> _Texte fourni_:
Courtisée par les puissants du monde, l’Afrique reste pourtant maintenue dans un rôle platonique au sein du système de gouvernance mondial. Avec ses 54 Etats membres et ses 1,5 milliard d’habitants bientôt, l’Afrique représente 25% des membres de l’ONU. Mais seuls trois sièges non permanents lui sont attribués pour des périodes de deux ans sur les 15 du Conseil de sécurité.
La question de la représentation de l’Afrique dans les organes délibérants et les instances de décision internationales, vieille de plusieurs décennies, resurgit de plus belle aujourd’hui, à la faveur des crispations géopolitiques que connaît la planète. En décembre dernier, lors du 2e sommet Etats-Unis/Afrique, tenu à Washington, il a été retenu «l’engagement des Etats-Unis à œuvrer pour une plus grande représentation de l’Afrique au sein des instances internationales, y compris de la gouvernance internationale».
Le sommet, coprésidé par le président américain, Joe Biden, et le président sénégalais, Macky Sall, président en exercice de l’Union africaine (UA), a également soutenu que le partenariat entre la première puissance mondiale et le continent «participe de la conviction que les gouvernements et peuples d’Afrique aideront à déterminer l’avenir de l’ordre mondial pour relever les défis les plus urgents dans le monde». Joe Biden a ainsi évoqué un plan de reforme du Conseil de sécurité de l’ONU, dans le sens de l’ouvrir à une représentation permanente des voix africaines, et a promis dans le lot un soutien actif pour faire admettre l’organisation continentale, UA, au sein du G20. Le Japon et l’Allemagne, alliés de Washington, sont sur la même longueur d’onde et ils le font savoir.
Les promesses de la Maison Blanche
Une semaine avant l’énoncé de ces bonnes intentions américaines, le coordonnateur du Groupe des membres africains non permanents du Conseil de sécurité de l’Onu, le MAE Kenyan Alfred Mutua, réitérait la demande d’une représentation moins platonique du continent au sein de l’organe de décision international. «Après plus de 60 ans d’indépendance de la plupart des pays africains et leur adhésion à l’ONU, et compte tenu du fait que les questions africaines constituent 70% de l’ordre du jour du Conseil de sécurité, les pays africains ont le droit de disposer d’un siège permanent dans cette instance importante.»
Le diplomate kenyan s’exprimait à partir d’Oran à l’occasion de la tenue de la 9e conférence de haut niveau sur la paix et la sécurité en Afrique, entièrement consacrée à «L’Appui aux nouveaux membres africains du Conseil de sécurité des Nations unies». C’est dire combien les ambitions onusiennes de l’Afrique forment désormais un leitmotiv que les «puissances» ne peuvent plus faire mine d’ignorer.
La générosité subite de la Maison-Blanche, même s’il faut attendre de la voir se transformer en actes, doit tout au nouveau contexte mondial, marqué par l’exacerbation de la compétition pour plus d’influence géopolitique sur le continent, estiment les observateurs. La Maison-Blanche est convaincue qu’il faut vite rattraper l’erreur d’avoir laissé le champ libre à la Chine et à la Russie dans le continent, notamment sous le règne de Donald Trump, en multipliant les actions diplomatiques bilatérales en direction des Etats et les promesses d’accéder à la demande, pratiquement obsessionnelle dans la communauté africaine, de camper des rôles autres que ceux de figurants au sein des instances qui comptent au sein de l’ONU.

> _Tâche donnée 1_:
Répondez à ces questions sur l'article consacré à la place de l'Afrique à l'ONU :
(a) Combien de sièges non permanents du Conseil de sécurité sont attribués à l'Afrique ?
(b) Dans quelle ville s'est tenu le 2e sommet Etats-Unis/Afrique ?
(c) Selon Alfred Mutua, quelle part de l'ordre du jour du Conseil de sécurité les questions africaines constituent-elles ?
> _Tâche donnée 2_: Reproduisez sans rien changer le passage de l'article consacré à la place de l'Afrique à l'ONU qui commence par « Le sommet, coprésidé » et se termine par « le font savoir. ».
> _Tâche donnée 3_: Relevez toutes les personnes nommées dans l'article consacré à la place de l'Afrique à l'ONU.

> _Extrait des données_:

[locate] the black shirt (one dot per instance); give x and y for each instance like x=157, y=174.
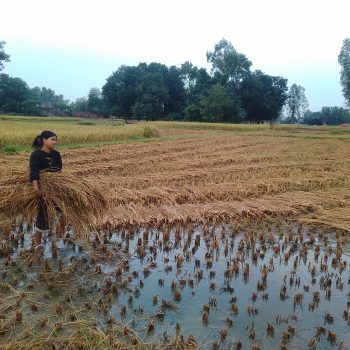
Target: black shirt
x=40, y=160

> _Réponse finale 1_:
(a) Trois sièges, sur les 15 du Conseil de sécurité, pour des périodes de deux ans.
(b) À Washington.
(c) 70 %.

> _Réponse finale 2_:
Le sommet, coprésidé par le président américain, Joe Biden, et le président sénégalais, Macky Sall, président en exercice de l’Union africaine (UA), a également soutenu que le partenariat entre la première puissance mondiale et le continent «participe de la conviction que les gouvernements et peuples d’Afrique aideront à déterminer l’avenir de l’ordre mondial pour relever les défis les plus urgents dans le monde». Joe Biden a ainsi évoqué un plan de reforme du Conseil de sécurité de l’ONU, dans le sens de l’ouvrir à une représentation permanente des voix africaines, et a promis dans le lot un soutien actif pour faire admettre l’organisation continentale, UA, au sein du G20. Le Japon et l’Allemagne, alliés de Washington, sont sur la même longueur d’onde et ils le font savoir.

> _Réponse finale 3_: Joe Biden, Macky Sall, Alfred Mutua, Donald Trump